Work order
The entries below should be output exactly as written.

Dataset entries
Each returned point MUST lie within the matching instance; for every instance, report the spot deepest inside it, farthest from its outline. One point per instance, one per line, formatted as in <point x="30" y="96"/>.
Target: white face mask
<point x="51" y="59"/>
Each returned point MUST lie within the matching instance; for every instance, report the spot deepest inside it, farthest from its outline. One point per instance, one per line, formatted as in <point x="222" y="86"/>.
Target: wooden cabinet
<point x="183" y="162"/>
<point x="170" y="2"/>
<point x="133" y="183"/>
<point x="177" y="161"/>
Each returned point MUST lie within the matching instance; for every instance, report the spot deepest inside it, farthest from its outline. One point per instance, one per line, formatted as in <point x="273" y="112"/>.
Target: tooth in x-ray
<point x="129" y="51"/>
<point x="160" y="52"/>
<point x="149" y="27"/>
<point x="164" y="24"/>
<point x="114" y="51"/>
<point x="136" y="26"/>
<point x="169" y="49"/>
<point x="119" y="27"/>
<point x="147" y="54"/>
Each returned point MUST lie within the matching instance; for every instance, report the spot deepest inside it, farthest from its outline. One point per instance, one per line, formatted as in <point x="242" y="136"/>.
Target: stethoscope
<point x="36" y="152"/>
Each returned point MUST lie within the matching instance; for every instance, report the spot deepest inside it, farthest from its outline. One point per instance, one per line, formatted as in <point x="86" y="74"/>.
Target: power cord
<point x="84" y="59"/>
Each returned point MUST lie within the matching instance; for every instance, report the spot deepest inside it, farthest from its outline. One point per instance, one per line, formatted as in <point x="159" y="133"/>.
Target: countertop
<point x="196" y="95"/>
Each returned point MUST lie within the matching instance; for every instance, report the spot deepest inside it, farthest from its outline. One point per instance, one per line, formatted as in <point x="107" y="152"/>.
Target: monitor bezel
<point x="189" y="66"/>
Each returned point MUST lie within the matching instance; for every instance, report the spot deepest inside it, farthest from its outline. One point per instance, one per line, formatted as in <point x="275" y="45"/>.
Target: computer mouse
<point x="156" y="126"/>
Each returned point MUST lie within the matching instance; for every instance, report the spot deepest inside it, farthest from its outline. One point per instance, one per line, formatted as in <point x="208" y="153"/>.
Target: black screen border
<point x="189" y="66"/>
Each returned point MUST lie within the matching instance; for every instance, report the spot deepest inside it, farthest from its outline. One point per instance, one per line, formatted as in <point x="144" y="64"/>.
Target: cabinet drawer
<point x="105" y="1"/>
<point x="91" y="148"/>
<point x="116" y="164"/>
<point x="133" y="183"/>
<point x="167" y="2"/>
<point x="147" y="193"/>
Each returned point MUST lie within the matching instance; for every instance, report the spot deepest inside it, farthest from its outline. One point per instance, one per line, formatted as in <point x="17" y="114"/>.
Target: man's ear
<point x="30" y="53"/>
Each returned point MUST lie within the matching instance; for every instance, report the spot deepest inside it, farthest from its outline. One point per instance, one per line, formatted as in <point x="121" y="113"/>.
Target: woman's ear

Answer space
Each returned point MUST lie within the matching instance; for every instance, report the spot deepest inside it, farthest from its outline. One point per instance, one per line, formatted as in <point x="30" y="96"/>.
Target: white face mask
<point x="51" y="59"/>
Each returned point MUST lie within the matching instance; for every instance, report the spot deepest inside it, farthest from its outline. One point per instance, one per line, formatted as in <point x="222" y="86"/>.
Target: wooden cabinet
<point x="183" y="162"/>
<point x="170" y="2"/>
<point x="133" y="183"/>
<point x="177" y="161"/>
Each returned point MUST lie within the matching instance; for every instance, report the spot deepest inside it, farthest from its outline. One point per instance, one per line, formatted as in <point x="273" y="112"/>.
Target: tooth in x-ray
<point x="129" y="51"/>
<point x="160" y="52"/>
<point x="149" y="27"/>
<point x="164" y="24"/>
<point x="114" y="51"/>
<point x="136" y="26"/>
<point x="169" y="49"/>
<point x="119" y="27"/>
<point x="147" y="54"/>
Each returned point MUST lie within the matching instance; for every instance, report the spot deepest inside it, farthest from its outline. One point per instance, one per line, formatted as in <point x="242" y="136"/>.
Target: stethoscope
<point x="36" y="152"/>
Each returned point MUST lie within the matching instance; for every instance, report the spot deepest inside it, farthest from its outline. One point per instance, one per line, formatted as in <point x="86" y="74"/>.
Target: power cord
<point x="84" y="59"/>
Each returned point MUST lie within the matching instance; for every instance, report the spot deepest inside it, farthest from its outline. One point per instance, one per line, formatted as in <point x="159" y="133"/>.
Target: countertop
<point x="196" y="95"/>
Each returned point MUST lie within the matching instance; for every instance, report the spot deepest inside it, farthest from its outline. One point per instance, one per line, formatted as in <point x="107" y="152"/>.
Target: monitor bezel
<point x="189" y="66"/>
Each returned point MUST lie within the matching instance; for every instance, report the spot deepest inside it, farthest from its outline. One point per instance, one per line, formatted as in <point x="275" y="45"/>.
Target: computer mouse
<point x="156" y="126"/>
Each returned point MUST lie within the matching instance; for every instance, report the spot deepest inside it, farthest from its outline. One point per instance, one per line, formatted as in <point x="208" y="153"/>.
Target: black screen border
<point x="189" y="66"/>
Each returned point MUST lie within the matching instance; for every instance, report the spot deepest inside it, farthest from its outline. One point per instance, one per line, formatted as in <point x="144" y="64"/>.
Target: cabinet drawer
<point x="105" y="1"/>
<point x="91" y="148"/>
<point x="116" y="164"/>
<point x="133" y="183"/>
<point x="167" y="2"/>
<point x="147" y="193"/>
Each returned point MUST lie within the matching instance; for every instance, report the spot deepest inside it, farthest from its outline. One point per instance, one per line, formatted as in <point x="17" y="114"/>.
Target: man's ear
<point x="30" y="53"/>
Each returned point MUST lie within the matching instance; for every instance, report the spot deepest inside it, farthest from its outline. One point per instance, one per line, formatted as in <point x="121" y="113"/>.
Target: woman's ear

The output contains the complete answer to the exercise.